- Dokument źródłowy -
··········

Pazurkiem po ekranie #93: Z górki na pazurki…?
Marta Wawrzyn
1 października 2015, 21:03
Amerykańska telewizja od tygodnia funduje nam przedziwną jazdę bez trzymanki przez pola nieudanych pomysłów i spapranych scenariuszy ku niechybnej zagładzie. Ale, o dziwo, zdarzają się też przyjemne niespodzianki. I to przede wszystkim o nich dziś będzie – choć nie tylko.
Amerykańska telewizja od tygodnia funduje nam przedziwną jazdę bez trzymanki przez pola nieudanych pomysłów i spapranych scenariuszy ku niechybnej zagładzie. Ale, o dziwo, zdarzają się też przyjemne niespodzianki. I to przede wszystkim o nich dziś będzie – choć nie tylko.
Tak jest w zasadzie co roku. Człowiek przewiduje, zgaduje i marzy, a potem w paręnaście dni szlag to wszystko trafia i nie pozostaje nic innego niż przyznać się do własnych słabości. Znów się okazuje, że trailery i opisy nie powiedziały wszystkiego, a nawet jeśli mówiły całkiem dużo, to były zwyczajnie ignorowane. Bo przecież taki świetny pomysł, z takimi fajnymi aktorami – jak to ma się nie udać!? W 90% jesiennych przypadków nie udaje się. Tak po prostu.

··········

- Blok danych -
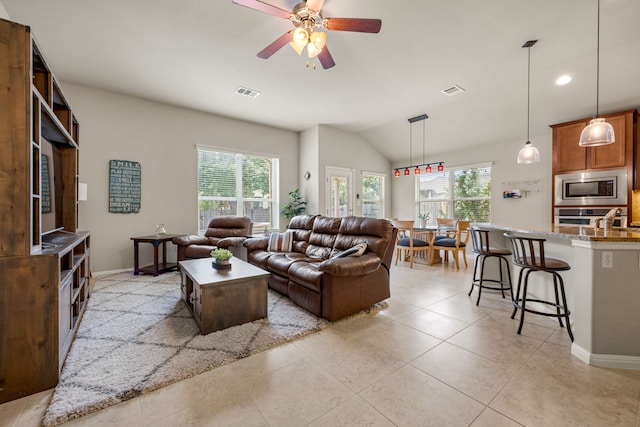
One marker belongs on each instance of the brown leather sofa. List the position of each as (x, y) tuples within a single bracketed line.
[(222, 232), (314, 278)]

··········

- Cel zadania -
Skopiuj z felietonu o amerykańskiej telewizji fragment między „Tak jest w zasadzie” a „Tak po prostu.”, łącznie z tymi słowami.

- Rozwiązanie poniżej -
Tak jest w zasadzie co roku. Człowiek przewiduje, zgaduje i marzy, a potem w paręnaście dni szlag to wszystko trafia i nie pozostaje nic innego niż przyznać się do własnych słabości. Znów się okazuje, że trailery i opisy nie powiedziały wszystkiego, a nawet jeśli mówiły całkiem dużo, to były zwyczajnie ignorowane. Bo przecież taki świetny pomysł, z takimi fajnymi aktorami – jak to ma się nie udać!? W 90% jesiennych przypadków nie udaje się. Tak po prostu.